┏━━
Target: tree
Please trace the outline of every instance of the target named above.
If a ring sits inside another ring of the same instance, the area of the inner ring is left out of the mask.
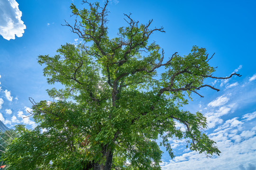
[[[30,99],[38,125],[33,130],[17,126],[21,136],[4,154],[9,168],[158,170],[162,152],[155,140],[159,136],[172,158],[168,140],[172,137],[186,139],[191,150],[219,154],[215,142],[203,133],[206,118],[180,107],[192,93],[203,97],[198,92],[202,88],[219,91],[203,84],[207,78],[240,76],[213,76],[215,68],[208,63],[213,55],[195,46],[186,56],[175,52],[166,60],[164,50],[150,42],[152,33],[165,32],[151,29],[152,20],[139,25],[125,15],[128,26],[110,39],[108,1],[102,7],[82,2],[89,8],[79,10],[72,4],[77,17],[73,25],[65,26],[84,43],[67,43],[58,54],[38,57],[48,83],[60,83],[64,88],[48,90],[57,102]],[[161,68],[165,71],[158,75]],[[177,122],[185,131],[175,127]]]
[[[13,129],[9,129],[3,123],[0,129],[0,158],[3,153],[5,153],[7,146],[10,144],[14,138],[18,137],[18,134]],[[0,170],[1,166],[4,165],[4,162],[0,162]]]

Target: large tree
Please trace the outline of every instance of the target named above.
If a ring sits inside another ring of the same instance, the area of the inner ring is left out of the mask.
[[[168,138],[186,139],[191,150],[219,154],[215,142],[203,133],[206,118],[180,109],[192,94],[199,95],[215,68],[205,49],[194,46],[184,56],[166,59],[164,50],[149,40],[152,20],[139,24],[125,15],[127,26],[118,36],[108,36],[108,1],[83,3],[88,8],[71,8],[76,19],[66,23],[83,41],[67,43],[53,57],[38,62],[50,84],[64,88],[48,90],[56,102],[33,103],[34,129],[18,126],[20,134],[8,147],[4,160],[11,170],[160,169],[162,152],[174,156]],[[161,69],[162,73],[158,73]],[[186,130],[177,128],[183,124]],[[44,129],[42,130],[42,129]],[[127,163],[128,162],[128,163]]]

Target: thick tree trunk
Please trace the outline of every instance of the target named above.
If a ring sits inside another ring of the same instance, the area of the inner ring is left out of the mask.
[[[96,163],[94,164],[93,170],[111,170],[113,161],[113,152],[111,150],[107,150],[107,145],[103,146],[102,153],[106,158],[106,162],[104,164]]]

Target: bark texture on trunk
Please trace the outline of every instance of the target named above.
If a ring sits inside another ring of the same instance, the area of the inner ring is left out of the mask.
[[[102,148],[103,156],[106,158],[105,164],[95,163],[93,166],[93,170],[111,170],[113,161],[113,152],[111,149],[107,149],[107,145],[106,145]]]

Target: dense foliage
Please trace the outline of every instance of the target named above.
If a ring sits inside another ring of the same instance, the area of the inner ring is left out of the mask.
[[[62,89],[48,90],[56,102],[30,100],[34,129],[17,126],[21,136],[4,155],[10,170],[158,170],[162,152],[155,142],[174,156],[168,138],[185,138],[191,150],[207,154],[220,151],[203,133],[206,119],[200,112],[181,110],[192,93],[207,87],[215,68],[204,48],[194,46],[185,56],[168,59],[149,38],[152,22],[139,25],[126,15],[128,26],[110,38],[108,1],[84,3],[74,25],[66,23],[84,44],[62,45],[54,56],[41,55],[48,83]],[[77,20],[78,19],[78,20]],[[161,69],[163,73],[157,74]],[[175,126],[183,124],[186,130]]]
┗━━
┏━━
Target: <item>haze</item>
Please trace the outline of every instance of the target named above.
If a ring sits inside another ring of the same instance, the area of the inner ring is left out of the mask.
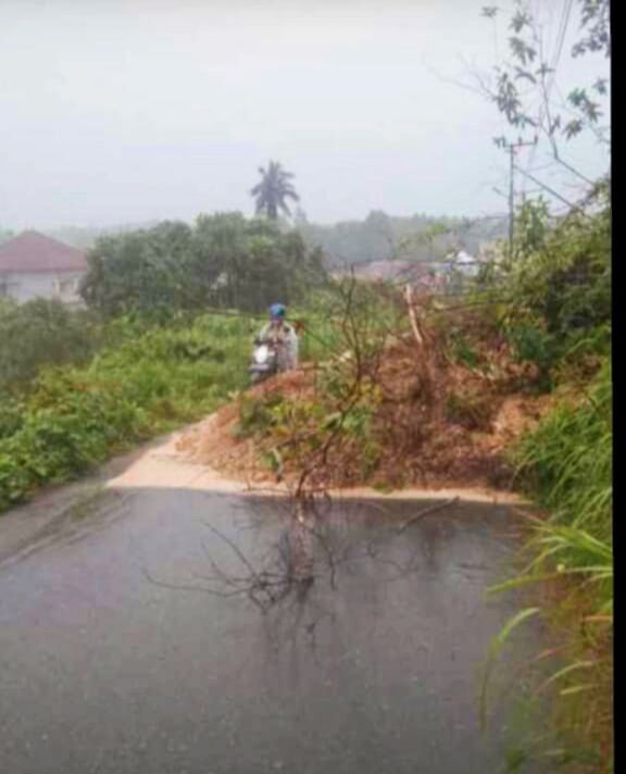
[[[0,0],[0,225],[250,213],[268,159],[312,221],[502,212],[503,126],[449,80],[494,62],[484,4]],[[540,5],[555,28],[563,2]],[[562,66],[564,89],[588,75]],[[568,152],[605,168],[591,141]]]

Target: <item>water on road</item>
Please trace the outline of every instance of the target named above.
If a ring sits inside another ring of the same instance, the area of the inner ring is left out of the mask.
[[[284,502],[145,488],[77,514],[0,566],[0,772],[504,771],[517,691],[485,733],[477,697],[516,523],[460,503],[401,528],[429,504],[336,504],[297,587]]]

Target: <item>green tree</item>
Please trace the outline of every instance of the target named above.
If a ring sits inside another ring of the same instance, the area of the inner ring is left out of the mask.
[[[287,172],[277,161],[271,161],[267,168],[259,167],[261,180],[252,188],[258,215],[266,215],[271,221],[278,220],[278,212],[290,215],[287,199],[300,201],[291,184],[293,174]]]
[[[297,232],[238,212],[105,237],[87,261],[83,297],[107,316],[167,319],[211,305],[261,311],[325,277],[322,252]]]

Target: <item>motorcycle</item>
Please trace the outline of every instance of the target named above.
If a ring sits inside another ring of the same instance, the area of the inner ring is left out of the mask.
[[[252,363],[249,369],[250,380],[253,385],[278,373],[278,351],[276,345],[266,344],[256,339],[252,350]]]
┗━━
Exercise
Pull out each line of the material above that contains the string "item". Case counts.

Task solution
Target: <item>haze</item>
Target: <item>water on road</item>
Target: <item>green tree</item>
Target: <item>motorcycle</item>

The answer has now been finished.